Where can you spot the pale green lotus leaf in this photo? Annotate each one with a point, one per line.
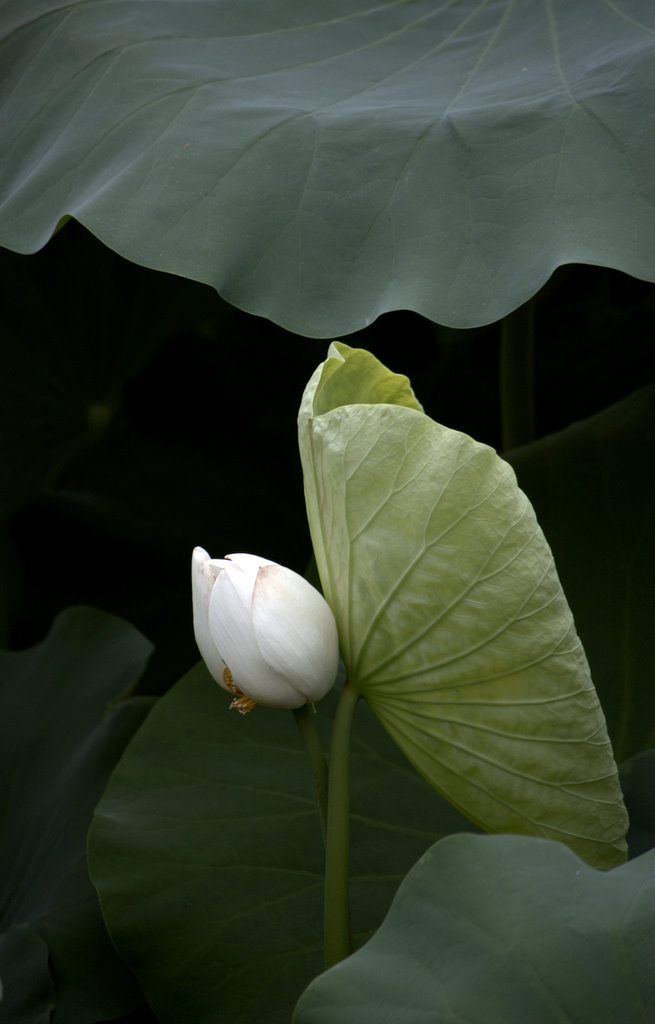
(452, 622)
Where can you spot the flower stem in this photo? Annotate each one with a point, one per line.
(305, 722)
(337, 907)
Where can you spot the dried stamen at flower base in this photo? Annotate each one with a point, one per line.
(242, 704)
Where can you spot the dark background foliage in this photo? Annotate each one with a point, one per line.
(143, 416)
---
● What the exercise asks:
Your task is to retype the records above in full and exactly, omitting the pictures.

● Answer section:
Where can you spot the pale green lotus leaf in this photo? Annotate each one with a point, one per line.
(452, 622)
Where can you spot the flower stem in this photo? Annotate each one with a point, one per line.
(305, 722)
(337, 907)
Where can you spot the dried stamen at flower base in this photo? Annotate each one with a point, one per line.
(242, 704)
Where can you spot the dark background foliage in this photo? Annotate each one with a point, one per line.
(143, 416)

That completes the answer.